# SHORT PROBLEM
Copy word for word the lines of the records starting at the line that contains "Scan for lighthouse door." and ending at the final line of the records.

# INPUT ROWS

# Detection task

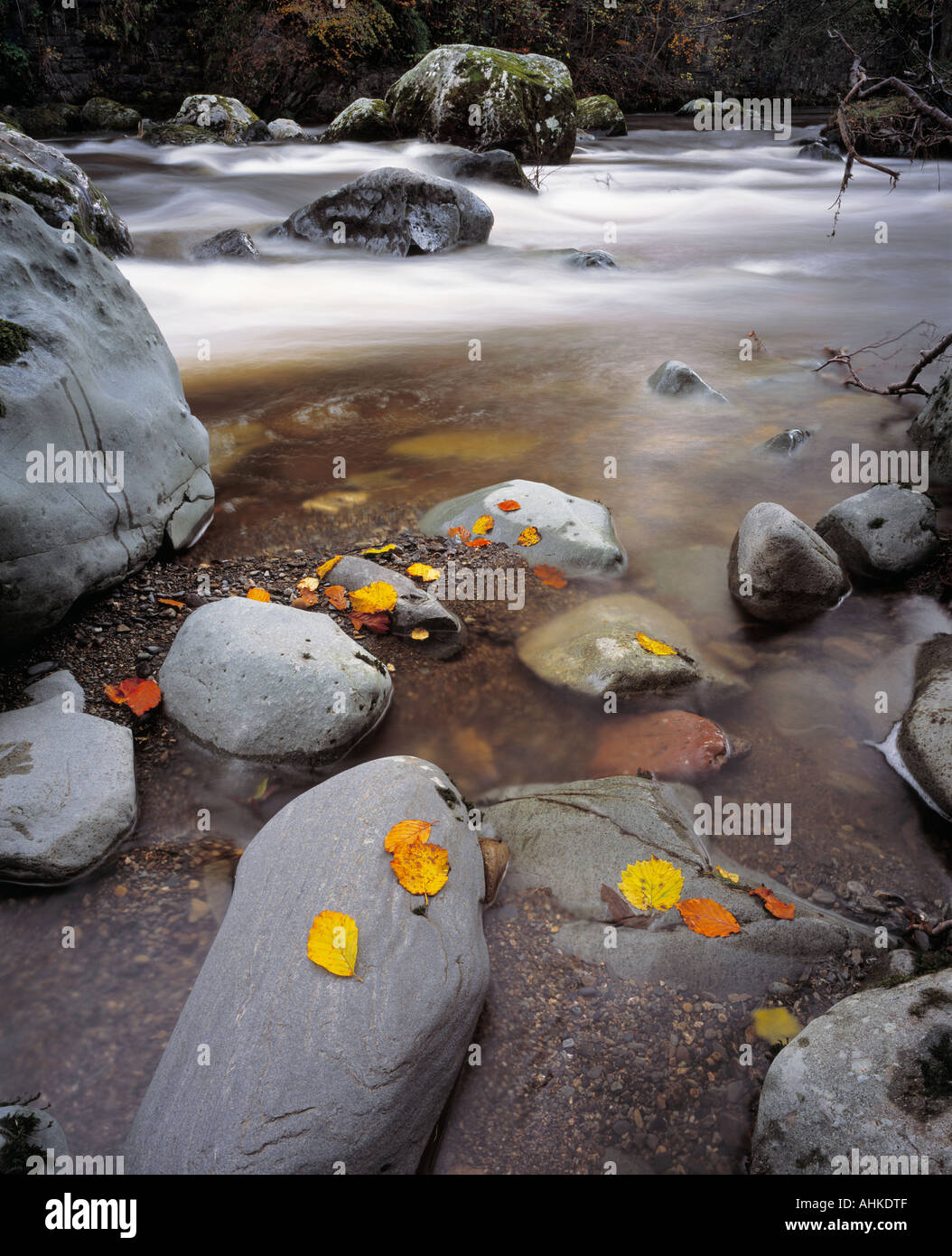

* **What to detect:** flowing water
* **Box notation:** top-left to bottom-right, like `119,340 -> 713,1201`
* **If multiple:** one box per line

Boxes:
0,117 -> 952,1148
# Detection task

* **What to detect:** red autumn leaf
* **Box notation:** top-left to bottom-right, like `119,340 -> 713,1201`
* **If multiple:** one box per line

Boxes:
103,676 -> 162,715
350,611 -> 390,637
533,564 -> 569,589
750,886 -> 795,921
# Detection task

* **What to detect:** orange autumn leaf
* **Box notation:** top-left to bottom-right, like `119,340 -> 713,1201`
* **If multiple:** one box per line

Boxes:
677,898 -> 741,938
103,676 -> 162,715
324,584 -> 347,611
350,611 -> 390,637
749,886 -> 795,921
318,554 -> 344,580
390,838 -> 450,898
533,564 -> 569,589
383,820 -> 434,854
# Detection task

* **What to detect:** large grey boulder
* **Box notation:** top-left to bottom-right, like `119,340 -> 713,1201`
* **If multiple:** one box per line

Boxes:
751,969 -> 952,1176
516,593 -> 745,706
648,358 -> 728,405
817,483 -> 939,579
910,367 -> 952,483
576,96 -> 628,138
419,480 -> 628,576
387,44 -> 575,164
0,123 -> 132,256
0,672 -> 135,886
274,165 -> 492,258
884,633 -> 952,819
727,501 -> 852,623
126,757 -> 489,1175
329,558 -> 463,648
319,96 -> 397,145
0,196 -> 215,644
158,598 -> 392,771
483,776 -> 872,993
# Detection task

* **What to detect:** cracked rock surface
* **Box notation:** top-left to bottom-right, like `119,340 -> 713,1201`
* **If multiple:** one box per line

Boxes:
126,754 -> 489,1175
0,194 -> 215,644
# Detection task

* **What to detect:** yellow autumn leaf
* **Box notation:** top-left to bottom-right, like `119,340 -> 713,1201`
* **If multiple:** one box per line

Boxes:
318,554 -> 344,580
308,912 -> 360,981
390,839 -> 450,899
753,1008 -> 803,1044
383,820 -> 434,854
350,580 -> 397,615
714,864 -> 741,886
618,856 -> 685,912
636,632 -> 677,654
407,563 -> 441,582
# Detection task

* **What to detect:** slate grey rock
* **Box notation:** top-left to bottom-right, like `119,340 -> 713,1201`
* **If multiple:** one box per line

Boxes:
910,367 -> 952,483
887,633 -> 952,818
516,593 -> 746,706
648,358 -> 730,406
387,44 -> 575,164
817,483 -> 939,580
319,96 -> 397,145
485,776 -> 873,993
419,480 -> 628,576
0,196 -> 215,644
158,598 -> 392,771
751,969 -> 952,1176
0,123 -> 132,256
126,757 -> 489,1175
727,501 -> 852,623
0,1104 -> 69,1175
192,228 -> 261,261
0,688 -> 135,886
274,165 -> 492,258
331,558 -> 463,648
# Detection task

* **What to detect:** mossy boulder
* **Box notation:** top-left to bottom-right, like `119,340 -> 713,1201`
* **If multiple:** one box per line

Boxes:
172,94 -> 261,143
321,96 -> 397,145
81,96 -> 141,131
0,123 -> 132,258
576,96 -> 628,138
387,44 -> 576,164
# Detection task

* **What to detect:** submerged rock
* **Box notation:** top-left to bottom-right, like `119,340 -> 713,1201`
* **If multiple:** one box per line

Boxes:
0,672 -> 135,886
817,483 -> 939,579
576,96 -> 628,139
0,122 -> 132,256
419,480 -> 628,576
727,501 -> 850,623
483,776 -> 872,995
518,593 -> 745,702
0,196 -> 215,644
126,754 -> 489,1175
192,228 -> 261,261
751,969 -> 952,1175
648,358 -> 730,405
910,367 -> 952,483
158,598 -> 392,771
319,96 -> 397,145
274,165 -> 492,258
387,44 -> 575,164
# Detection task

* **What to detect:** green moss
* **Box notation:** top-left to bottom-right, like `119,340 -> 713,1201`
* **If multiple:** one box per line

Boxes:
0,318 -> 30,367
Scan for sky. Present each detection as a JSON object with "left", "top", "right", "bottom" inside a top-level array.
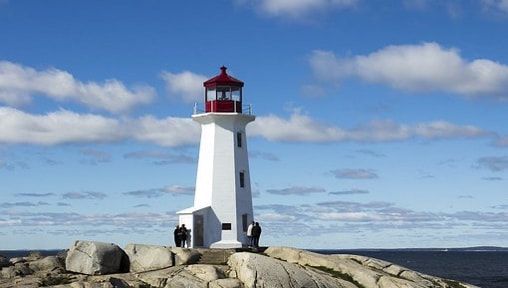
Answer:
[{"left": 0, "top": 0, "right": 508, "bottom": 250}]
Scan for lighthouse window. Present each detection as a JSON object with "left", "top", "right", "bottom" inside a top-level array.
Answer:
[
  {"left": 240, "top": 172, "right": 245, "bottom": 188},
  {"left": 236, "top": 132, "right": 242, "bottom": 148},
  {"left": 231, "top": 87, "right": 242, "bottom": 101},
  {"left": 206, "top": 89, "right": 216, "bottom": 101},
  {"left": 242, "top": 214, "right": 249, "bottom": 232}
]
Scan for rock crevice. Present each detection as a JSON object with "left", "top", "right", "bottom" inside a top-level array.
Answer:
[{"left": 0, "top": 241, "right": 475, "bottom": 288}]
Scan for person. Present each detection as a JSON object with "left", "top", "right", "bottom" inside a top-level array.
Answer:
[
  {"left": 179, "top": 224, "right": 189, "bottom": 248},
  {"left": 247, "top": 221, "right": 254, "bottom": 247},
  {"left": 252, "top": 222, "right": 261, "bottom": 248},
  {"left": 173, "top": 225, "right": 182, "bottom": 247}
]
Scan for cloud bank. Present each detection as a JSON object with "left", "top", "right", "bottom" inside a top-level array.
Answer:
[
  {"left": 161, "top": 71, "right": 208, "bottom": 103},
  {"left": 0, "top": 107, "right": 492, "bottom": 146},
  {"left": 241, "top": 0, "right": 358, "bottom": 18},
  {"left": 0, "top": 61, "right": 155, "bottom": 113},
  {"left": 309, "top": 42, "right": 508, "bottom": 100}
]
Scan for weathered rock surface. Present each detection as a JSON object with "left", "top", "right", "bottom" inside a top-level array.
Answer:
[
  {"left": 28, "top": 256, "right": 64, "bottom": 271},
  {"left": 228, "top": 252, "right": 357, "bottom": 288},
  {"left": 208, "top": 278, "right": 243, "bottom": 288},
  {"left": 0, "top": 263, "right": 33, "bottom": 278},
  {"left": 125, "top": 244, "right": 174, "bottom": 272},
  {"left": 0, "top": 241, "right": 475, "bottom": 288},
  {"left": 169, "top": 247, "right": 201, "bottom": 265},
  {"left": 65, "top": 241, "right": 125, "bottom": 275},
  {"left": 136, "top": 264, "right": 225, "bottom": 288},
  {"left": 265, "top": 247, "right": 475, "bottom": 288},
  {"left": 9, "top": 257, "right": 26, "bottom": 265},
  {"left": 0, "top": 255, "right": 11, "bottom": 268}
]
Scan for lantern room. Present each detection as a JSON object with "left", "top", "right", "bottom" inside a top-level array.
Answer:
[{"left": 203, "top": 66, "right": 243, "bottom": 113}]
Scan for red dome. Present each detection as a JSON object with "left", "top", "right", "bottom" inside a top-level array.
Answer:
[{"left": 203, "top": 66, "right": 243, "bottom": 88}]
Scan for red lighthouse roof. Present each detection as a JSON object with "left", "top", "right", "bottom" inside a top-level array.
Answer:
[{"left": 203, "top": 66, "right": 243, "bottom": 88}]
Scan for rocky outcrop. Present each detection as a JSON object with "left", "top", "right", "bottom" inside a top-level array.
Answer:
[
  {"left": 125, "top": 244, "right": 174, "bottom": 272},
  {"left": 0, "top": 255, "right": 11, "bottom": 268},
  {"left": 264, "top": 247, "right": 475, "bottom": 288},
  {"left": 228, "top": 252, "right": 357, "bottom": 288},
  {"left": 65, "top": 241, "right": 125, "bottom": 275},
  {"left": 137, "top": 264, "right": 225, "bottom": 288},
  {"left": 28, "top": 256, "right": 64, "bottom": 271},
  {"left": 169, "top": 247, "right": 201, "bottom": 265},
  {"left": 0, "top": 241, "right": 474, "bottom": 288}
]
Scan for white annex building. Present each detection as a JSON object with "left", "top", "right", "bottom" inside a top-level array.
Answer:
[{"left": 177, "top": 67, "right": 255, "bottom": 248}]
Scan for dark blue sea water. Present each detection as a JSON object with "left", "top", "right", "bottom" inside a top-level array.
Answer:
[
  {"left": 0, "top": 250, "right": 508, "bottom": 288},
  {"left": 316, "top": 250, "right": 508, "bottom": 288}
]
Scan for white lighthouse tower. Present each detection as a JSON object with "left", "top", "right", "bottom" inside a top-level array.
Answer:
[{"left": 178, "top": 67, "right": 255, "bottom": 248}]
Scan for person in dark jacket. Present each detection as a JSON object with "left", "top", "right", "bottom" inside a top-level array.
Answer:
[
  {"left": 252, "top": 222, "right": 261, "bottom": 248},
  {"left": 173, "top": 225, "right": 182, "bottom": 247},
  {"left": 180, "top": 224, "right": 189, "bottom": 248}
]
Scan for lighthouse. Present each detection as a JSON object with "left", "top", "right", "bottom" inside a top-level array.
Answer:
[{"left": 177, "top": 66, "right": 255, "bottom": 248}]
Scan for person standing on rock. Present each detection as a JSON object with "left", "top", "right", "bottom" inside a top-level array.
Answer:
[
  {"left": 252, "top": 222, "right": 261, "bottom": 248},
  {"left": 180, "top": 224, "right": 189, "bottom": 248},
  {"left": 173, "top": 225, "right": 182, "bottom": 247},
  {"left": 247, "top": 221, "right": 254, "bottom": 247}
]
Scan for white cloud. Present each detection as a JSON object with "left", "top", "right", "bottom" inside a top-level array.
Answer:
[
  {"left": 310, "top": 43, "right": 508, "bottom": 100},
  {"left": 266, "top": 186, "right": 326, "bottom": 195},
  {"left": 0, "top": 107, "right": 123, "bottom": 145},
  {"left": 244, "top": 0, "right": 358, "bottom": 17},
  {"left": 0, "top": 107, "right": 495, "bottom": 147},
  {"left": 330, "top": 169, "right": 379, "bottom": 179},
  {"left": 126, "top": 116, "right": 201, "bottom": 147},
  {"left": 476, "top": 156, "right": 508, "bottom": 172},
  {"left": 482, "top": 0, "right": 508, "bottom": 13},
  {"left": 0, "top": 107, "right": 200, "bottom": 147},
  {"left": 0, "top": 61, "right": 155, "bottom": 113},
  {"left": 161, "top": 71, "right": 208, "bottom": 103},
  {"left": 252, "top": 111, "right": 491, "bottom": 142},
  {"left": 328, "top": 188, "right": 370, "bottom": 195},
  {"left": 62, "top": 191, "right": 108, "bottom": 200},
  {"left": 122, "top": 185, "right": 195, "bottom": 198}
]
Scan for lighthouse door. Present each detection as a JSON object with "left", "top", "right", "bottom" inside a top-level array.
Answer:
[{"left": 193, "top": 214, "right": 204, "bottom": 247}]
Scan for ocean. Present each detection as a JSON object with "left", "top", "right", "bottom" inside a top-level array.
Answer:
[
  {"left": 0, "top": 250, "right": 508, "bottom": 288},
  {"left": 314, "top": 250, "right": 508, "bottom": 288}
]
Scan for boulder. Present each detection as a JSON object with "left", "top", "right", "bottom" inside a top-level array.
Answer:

# OUTPUT FOR THIS EXERCISE
Scan for lighthouse door. Present each detection as a JSON object with "left", "top", "right", "bottom" inside a top-level array.
Answer:
[{"left": 193, "top": 214, "right": 204, "bottom": 247}]
Scan for ocean. Present each detection as a JSON object with "left", "top", "right", "bottom" inside a top-level array.
Answer:
[
  {"left": 0, "top": 250, "right": 508, "bottom": 288},
  {"left": 314, "top": 250, "right": 508, "bottom": 288}
]
Scan for boulder. Present each detection as a JSON object with "left", "top", "right", "bottom" inside a top-level array.
Answer:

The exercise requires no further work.